Directive
Count the lines below that contain the string "wing" and give only that number.
━━━━━ Listing
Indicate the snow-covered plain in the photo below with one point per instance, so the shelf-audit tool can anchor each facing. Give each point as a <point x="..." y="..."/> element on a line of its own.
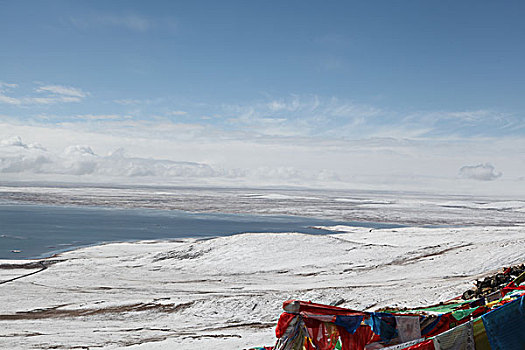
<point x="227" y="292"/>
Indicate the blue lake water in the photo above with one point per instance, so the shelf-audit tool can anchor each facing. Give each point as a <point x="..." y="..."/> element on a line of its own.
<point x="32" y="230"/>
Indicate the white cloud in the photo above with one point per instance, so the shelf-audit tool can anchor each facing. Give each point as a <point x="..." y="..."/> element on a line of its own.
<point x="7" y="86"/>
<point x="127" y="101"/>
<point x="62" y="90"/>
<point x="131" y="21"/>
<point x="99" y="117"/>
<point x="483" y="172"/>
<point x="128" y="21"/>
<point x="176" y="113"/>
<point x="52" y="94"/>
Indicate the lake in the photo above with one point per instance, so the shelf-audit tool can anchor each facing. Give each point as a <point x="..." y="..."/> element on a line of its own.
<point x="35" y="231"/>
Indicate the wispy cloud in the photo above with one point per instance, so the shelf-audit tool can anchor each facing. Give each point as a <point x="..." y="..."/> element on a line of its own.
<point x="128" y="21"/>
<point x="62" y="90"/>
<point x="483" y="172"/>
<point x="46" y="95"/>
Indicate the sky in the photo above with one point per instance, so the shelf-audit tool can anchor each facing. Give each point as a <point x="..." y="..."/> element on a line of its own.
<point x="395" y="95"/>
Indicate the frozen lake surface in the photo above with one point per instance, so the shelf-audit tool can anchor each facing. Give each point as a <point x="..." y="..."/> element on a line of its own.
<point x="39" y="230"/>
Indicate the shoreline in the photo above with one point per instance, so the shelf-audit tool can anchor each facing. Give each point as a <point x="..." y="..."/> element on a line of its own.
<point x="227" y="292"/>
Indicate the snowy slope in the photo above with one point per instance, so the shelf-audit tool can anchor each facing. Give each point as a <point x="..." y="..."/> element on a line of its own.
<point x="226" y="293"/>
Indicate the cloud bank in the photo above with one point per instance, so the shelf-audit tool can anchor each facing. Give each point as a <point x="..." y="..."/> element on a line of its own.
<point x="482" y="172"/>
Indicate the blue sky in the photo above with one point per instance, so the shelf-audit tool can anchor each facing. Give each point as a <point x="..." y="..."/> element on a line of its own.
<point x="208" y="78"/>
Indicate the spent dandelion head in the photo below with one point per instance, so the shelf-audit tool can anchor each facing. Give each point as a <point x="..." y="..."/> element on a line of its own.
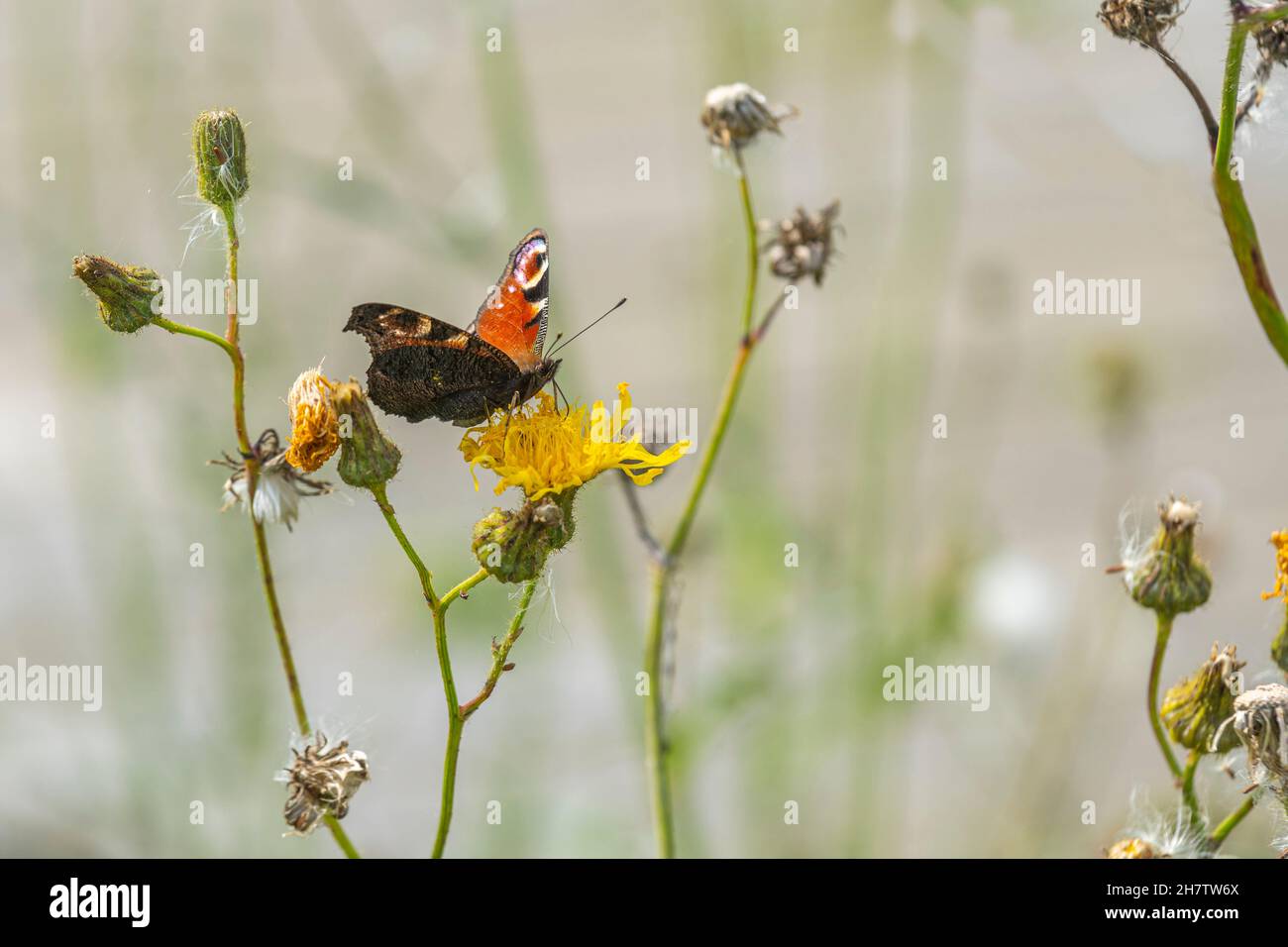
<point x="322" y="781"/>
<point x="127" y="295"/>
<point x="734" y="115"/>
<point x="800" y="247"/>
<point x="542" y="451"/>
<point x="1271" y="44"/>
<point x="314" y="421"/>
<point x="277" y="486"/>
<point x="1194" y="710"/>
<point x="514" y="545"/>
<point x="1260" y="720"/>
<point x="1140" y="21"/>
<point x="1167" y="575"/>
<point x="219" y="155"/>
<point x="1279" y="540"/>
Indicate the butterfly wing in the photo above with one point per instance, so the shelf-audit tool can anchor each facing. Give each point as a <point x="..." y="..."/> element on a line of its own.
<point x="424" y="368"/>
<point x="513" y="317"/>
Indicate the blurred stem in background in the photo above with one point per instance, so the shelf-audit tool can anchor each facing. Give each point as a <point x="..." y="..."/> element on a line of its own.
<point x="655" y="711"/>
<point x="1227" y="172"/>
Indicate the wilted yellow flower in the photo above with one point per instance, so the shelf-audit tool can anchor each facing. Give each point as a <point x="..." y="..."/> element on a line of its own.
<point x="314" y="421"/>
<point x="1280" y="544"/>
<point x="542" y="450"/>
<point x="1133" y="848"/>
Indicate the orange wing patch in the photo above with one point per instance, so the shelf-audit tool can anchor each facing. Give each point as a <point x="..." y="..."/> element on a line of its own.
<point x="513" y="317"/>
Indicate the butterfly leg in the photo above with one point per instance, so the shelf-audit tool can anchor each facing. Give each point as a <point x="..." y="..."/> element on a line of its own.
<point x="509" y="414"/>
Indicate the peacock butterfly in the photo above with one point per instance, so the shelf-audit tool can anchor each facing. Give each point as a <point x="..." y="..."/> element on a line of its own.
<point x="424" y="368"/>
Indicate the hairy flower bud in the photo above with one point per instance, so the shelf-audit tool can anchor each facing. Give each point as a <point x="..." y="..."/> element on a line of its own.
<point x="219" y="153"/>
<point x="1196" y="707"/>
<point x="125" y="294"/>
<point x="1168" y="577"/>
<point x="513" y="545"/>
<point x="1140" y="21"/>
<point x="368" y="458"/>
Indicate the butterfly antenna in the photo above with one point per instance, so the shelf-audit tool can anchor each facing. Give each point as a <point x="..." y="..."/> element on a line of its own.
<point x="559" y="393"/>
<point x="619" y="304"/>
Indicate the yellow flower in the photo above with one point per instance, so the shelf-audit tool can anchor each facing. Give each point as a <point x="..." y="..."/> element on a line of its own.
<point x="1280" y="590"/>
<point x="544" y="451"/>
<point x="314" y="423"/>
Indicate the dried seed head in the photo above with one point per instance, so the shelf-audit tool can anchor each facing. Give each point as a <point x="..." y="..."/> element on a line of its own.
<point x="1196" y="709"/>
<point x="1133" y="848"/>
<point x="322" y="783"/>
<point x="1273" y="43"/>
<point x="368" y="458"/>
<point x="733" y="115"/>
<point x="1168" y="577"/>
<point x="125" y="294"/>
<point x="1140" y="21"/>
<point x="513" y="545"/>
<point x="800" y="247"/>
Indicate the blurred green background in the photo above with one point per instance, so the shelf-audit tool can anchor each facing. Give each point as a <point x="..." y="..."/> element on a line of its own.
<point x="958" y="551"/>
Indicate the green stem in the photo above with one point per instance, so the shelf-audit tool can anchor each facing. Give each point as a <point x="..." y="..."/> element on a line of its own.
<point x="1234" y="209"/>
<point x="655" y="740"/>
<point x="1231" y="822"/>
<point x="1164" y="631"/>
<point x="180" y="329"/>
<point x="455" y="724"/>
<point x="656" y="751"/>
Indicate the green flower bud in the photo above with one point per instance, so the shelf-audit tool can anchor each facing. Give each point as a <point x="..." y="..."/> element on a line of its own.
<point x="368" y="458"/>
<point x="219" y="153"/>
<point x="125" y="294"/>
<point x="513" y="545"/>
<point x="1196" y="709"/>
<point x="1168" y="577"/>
━━━━━━━━━━
━━━━━ Listing
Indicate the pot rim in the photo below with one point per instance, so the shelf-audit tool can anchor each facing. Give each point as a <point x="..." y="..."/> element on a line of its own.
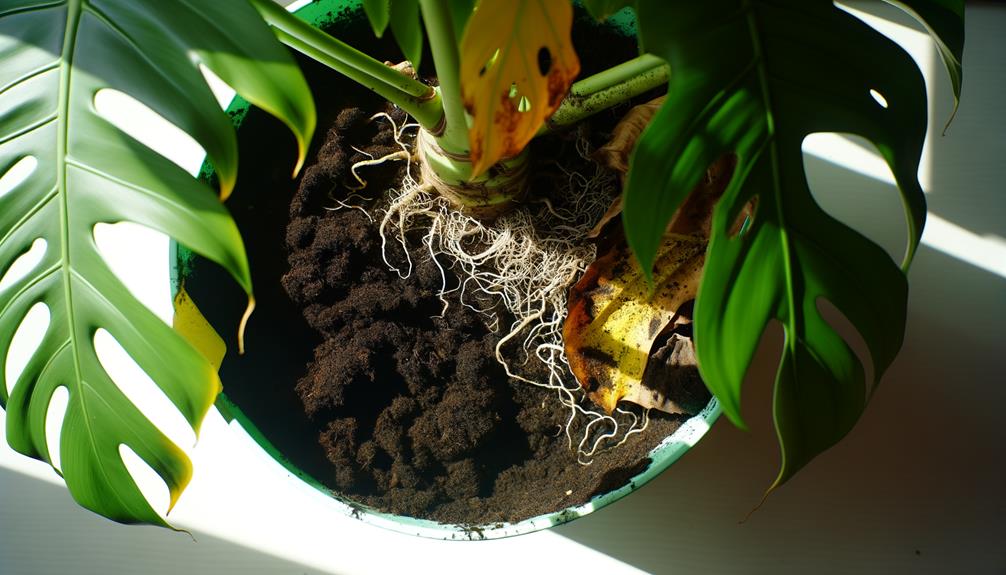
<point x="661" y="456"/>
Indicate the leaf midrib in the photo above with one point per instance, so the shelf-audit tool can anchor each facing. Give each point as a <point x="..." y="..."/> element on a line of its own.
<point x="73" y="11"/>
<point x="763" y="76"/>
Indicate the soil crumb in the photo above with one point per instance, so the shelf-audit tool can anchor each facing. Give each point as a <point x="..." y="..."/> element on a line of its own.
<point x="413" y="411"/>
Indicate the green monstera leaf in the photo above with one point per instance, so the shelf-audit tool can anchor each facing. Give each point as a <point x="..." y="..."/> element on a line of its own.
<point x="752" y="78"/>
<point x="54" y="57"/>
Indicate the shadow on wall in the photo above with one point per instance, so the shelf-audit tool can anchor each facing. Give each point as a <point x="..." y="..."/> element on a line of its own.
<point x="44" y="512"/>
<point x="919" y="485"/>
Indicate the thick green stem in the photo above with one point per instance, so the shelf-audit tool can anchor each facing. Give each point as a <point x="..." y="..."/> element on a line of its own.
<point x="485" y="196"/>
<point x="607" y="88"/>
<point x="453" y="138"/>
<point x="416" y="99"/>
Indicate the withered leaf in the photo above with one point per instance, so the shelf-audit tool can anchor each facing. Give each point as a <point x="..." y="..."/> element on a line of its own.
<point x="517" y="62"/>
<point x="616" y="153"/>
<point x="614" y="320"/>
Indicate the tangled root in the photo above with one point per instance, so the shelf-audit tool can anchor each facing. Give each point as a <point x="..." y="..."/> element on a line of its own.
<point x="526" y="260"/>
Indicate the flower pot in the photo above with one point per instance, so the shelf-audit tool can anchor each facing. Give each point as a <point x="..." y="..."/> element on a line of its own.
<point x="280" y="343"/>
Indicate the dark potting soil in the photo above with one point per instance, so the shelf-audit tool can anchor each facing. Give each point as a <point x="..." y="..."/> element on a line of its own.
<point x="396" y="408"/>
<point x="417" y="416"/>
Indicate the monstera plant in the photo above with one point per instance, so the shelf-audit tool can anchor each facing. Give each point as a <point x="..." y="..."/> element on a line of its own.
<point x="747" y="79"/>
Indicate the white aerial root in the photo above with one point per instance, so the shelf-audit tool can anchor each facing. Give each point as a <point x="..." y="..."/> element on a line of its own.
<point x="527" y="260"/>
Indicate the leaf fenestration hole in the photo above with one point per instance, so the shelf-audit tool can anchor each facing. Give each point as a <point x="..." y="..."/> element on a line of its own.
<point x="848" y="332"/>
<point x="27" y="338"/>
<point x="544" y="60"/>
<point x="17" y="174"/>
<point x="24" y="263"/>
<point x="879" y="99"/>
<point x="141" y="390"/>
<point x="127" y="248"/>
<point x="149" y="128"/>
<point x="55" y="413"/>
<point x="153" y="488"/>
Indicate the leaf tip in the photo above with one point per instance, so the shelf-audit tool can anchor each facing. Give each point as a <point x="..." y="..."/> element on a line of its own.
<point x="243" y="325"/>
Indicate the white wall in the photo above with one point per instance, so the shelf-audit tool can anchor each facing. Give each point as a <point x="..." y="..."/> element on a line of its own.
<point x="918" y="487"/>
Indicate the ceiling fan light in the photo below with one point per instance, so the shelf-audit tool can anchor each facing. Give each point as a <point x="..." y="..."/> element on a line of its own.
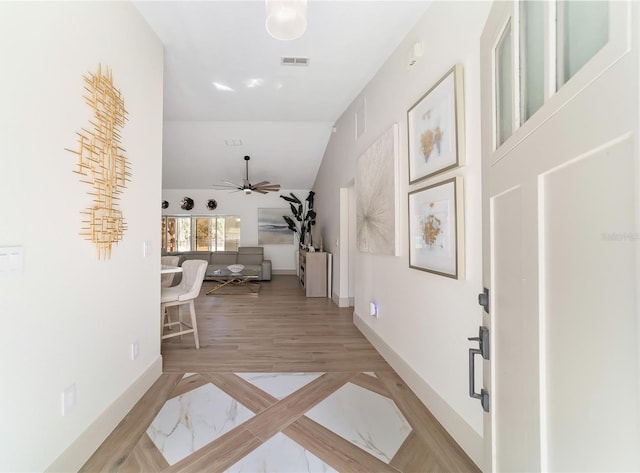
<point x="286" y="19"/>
━━━━━━━━━━
Right answer
2